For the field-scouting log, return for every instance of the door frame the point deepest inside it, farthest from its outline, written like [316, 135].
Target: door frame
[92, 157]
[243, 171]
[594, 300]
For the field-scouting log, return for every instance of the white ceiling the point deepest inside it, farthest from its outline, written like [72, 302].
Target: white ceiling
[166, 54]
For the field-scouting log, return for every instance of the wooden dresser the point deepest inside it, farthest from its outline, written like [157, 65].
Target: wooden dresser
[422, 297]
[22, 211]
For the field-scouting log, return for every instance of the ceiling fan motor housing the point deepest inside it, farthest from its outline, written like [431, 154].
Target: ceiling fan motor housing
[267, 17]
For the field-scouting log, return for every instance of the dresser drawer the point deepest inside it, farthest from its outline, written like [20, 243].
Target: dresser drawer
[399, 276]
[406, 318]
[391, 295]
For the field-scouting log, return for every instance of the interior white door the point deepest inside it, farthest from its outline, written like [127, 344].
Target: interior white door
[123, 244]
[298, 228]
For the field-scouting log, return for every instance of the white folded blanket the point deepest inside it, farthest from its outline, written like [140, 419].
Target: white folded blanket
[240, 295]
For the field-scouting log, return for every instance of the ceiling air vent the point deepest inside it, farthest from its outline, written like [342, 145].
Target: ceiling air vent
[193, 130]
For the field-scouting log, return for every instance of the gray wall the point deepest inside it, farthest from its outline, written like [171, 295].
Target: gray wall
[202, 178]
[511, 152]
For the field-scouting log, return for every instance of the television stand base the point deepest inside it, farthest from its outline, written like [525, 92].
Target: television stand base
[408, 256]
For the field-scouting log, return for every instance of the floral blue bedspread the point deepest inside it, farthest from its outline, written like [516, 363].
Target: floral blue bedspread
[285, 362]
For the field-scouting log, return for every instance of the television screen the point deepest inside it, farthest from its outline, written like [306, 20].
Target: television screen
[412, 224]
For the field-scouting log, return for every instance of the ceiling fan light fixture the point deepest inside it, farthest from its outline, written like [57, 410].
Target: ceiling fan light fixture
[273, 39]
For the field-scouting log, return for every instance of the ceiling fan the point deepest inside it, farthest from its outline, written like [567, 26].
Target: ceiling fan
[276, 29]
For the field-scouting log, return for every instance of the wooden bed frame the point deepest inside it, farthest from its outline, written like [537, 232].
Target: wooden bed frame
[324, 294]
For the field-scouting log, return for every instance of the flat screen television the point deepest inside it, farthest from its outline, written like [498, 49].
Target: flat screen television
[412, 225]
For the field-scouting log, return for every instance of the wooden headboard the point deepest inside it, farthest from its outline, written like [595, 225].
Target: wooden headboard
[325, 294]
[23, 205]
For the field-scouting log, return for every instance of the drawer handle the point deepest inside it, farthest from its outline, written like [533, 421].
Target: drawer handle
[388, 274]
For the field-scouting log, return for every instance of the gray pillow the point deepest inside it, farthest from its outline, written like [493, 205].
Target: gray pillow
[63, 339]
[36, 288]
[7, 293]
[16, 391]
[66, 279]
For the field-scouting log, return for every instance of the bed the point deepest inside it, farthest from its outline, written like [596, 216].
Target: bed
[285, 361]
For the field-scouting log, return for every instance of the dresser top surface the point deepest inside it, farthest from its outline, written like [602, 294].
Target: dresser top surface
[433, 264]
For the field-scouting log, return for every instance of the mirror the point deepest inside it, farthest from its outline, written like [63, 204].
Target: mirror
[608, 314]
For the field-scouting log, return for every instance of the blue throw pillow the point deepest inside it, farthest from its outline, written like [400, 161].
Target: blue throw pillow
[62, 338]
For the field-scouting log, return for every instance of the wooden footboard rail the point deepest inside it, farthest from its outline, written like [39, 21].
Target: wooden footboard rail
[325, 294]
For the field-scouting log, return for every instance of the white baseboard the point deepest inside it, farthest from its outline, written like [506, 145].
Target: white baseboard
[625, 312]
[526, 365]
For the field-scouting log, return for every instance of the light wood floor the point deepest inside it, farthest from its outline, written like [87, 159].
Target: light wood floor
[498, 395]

━━━

Set problem: Quote exactly the line containing "like [493, 205]." and every later line through the end of the listing, and no other lines.

Exercise solution:
For the field-scouting log, return for every instance of the gray pillow the point deepest inside it, farthest from its outline, written like [493, 205].
Target: gray pillow
[63, 339]
[36, 288]
[7, 293]
[16, 391]
[66, 279]
For the field-scouting log, return for every instance of the bed the point deepest inside it, farthest from its outline, written like [596, 216].
Target: bed
[285, 361]
For the field-scouting log, return for every instance of the dresser top surface the point deepest inside it, farthest from its outline, written like [602, 294].
Target: dresser top surface
[433, 264]
For the field-scouting log, return for every instance of the mirror the point deepest inside it, farthest from its outline, written like [63, 204].
Target: mirror
[608, 314]
For the field-scouting log, return for every instance of the blue throw pillow the point deepest inside it, farthest from its outline, written like [400, 161].
Target: blue throw pillow
[62, 338]
For the field-scouting log, return for every instance of the wooden footboard rail the point deepest inside it, farthest from its outline, written like [39, 21].
Target: wooden footboard rail
[325, 294]
For the field-scouting log, return for every instance of the white baseboard the point deepest inside it, farthest from its outline, written like [506, 145].
Target: white baseboard
[625, 312]
[526, 365]
For the field-scouting log, return for every instance of the light wood floor the point deepest inside it, farthest from its outline, written like [87, 159].
Target: light wood floor
[498, 395]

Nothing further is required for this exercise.